| Entries from a pointing dataset |
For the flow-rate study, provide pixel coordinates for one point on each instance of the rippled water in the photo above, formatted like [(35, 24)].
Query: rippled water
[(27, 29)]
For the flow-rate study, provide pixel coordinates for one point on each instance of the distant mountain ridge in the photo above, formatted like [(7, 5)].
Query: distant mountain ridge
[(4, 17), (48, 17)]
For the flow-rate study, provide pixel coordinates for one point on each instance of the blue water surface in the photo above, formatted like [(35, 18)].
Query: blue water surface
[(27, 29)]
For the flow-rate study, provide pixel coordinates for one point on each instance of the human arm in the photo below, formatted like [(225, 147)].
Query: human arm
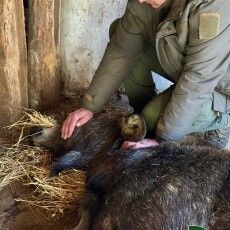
[(206, 61)]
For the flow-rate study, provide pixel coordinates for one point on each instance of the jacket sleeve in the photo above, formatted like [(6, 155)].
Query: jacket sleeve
[(122, 53), (207, 57)]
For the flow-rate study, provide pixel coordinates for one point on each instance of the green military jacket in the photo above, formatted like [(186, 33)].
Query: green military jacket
[(193, 48)]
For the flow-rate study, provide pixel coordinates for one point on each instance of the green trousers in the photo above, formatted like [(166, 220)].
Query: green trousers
[(140, 89)]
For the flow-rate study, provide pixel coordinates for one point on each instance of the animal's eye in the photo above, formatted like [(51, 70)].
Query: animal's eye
[(36, 131), (135, 127)]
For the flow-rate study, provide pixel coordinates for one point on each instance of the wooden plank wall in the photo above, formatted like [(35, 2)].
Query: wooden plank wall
[(13, 61), (43, 45)]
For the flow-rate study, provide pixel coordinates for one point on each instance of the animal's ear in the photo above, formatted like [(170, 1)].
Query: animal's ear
[(72, 160)]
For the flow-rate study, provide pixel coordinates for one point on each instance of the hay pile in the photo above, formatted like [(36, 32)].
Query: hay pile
[(31, 165)]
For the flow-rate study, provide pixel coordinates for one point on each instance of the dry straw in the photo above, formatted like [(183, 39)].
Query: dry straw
[(31, 165)]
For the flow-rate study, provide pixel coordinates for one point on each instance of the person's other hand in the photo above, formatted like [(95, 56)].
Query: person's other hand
[(76, 118), (140, 144)]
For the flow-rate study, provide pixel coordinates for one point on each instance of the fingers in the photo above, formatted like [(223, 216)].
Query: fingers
[(76, 118), (128, 145)]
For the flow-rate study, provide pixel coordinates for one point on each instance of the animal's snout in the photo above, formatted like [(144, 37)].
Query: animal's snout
[(36, 131)]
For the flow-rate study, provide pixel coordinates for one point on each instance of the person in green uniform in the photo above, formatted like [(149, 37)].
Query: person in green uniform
[(185, 41)]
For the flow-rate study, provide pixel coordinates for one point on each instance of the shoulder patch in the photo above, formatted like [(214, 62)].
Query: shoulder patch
[(209, 25)]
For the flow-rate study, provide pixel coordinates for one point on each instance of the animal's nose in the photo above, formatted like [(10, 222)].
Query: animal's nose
[(36, 130)]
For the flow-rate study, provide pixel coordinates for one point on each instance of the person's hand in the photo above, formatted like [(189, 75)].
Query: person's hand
[(76, 118), (140, 144)]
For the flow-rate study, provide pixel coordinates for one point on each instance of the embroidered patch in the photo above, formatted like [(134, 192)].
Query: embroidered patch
[(88, 97), (209, 25)]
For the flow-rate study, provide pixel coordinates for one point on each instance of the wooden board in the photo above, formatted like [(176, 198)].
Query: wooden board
[(13, 61), (43, 60)]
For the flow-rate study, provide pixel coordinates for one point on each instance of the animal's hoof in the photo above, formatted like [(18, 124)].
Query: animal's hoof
[(133, 128)]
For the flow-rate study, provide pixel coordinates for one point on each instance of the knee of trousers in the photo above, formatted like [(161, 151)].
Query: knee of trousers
[(113, 27)]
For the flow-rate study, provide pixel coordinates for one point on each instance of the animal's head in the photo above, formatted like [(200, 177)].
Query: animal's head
[(133, 127)]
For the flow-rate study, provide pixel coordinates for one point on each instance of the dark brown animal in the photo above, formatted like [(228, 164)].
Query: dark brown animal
[(168, 187)]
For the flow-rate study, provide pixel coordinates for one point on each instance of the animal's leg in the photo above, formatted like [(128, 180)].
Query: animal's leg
[(88, 208)]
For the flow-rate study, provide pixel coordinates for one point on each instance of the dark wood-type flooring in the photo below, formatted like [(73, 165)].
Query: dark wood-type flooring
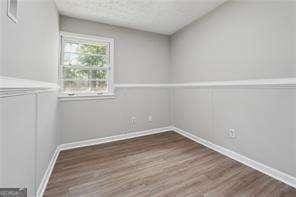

| GIVEN INSTRUCTION |
Copy every one of the lines above word for word, and leave the pictures out of your copy.

| THE REPLY |
For the flow-rate study, provide pixel coordinates for one point on each instance of the rippled water in the photo above, formatted like [(35, 24)].
Query: rippled water
[(27, 29)]
For the flow-rate study, provide pixel coordinates for one point on each instance of the distant mountain ridge in the photo above, formatted like [(7, 5)].
Query: distant mountain ridge
[(4, 17), (48, 17)]
For the flow-rate study, provide pixel coordinates for one point on each instance of the blue water surface in the photo above, formatted like [(35, 18)].
Query: blue water surface
[(27, 29)]
For the flow-rate study, provide pixel coordinates for one point on each instance of the human arm in the photo below, formatted like [(225, 147)].
Query: human arm
[(206, 61)]
For the flow-rate study, provide pixel coordinates for one point on each instance of the jacket sleeve in the photo above, formatted like [(6, 155)].
Query: jacket sleeve
[(122, 53), (207, 57)]
For the flow-rate study, provide pixel coordinates for one point on each instance of the green military jacket in the photo above, formatted like [(186, 33)].
Query: green military jacket
[(193, 48)]
For the flow-rate study, provide pixel coordinates for one point on each instance of the green trousers in the photo above, formatted like [(166, 220)].
Query: green trousers
[(140, 89)]
For the flow-rate study, provide pixel coordinates for one point on each instance of the animal's eye in the photo above, formatted like [(51, 70)].
Query: animal's eye
[(36, 131), (135, 127)]
For the flow-rate study, provide pixel coordinates for one point on each instance of the wooden plank wall in the photo above, formatted like [(35, 2)].
Query: wooden plank wall
[(13, 61), (43, 45)]
For the flow-rate study, provide pixel coordinates for one point on each instance of the animal's ear in the photo above, formatted like [(170, 1)].
Query: animal's ear
[(72, 160)]
For the flow-rate study, provide pixel coordinates for one point on each instance of the hay pile in the photo above, formatted like [(36, 32)].
Query: hay pile
[(31, 165)]
For the flow-rate study, provide pixel coordinates for one point on each instance of the dry straw in the photo above, formatted like [(183, 39)].
Query: dry straw
[(31, 165)]
For the flow-rate study, provide pixel coordinates for one point on each instance of the person's other hand in the photo above, formatted like [(95, 56)].
Query: person's other hand
[(76, 118), (140, 144)]
For the flow-rate study, provide pixel coordinates for one point on each instance of the fingers in the photo above, formatted like [(223, 216)].
Query: fingers
[(76, 118), (128, 145)]
For the flow-rate study, provide pixel coordinates for one point on each instance of the animal's snout in the photo above, formatted like [(144, 37)].
Query: animal's snout
[(36, 131)]
For the flow-rate study, provide pixel coordinates for one point on each instance of the person in green uniform in the photo above, formatted like [(149, 37)].
Query: person in green uniform
[(185, 41)]
For the flow-rate study, provide pixel coordinates for one point on each instance of the shoulder patch in the photo above, formatted like [(214, 62)].
Query: shoulder patch
[(209, 25)]
For the flow-rate study, provide pixel coordinates for one point on each instance of the animal's nose in the photo above, formatted like [(10, 222)].
Query: animal's nose
[(36, 130)]
For the flow-rate study, provide pixel coordinates for one point on each instance of the person's hand in the photo above, formatted like [(189, 75)].
Query: person's hand
[(76, 118), (140, 144)]
For the flow-rate study, provide pixel coordinates for one point on each instance of the embroidered patch in the photo above, formatted like [(134, 192)].
Query: embroidered patch
[(88, 97), (209, 25)]
For the flow-rate study, provide pixel coordinates for one point on each instance of the wooden board in the photo above, formatted like [(176, 198)].
Query: wooden board
[(13, 61), (43, 60)]
For the flow-rate study, provide pixel coordinates for one point on each instance of the animal's hoof in the photo above, formatted like [(18, 124)].
Query: animal's hoof
[(133, 128)]
For the flow-rate study, provide pixel coordinates for one point on each instance of the knee of trousers in the photo above, formatted like [(161, 151)].
Query: knee of trousers
[(113, 27)]
For the flow-rate study, provide pixel coordinates for one point on each instance of the animal's head in the photo above, formatted like [(200, 177)].
Query: animal's head
[(133, 127)]
For the flow-rate study, provide pixel coordinates for one point on each instance of the dark brown animal in the photo above, formatted like [(228, 164)].
Query: dark brown animal
[(168, 187)]
For the flow-rate study, provide pixel coordinates for one point on each instance of the animal's leg in the photo above, formatted like [(128, 180)].
Query: animal's leg
[(88, 208)]
For the flow-rate study, provide pixel coordinates for one point on each instance of the dark wood-type flooring in the photo below, formatted like [(73, 165)].
Query: dark wood-type flooring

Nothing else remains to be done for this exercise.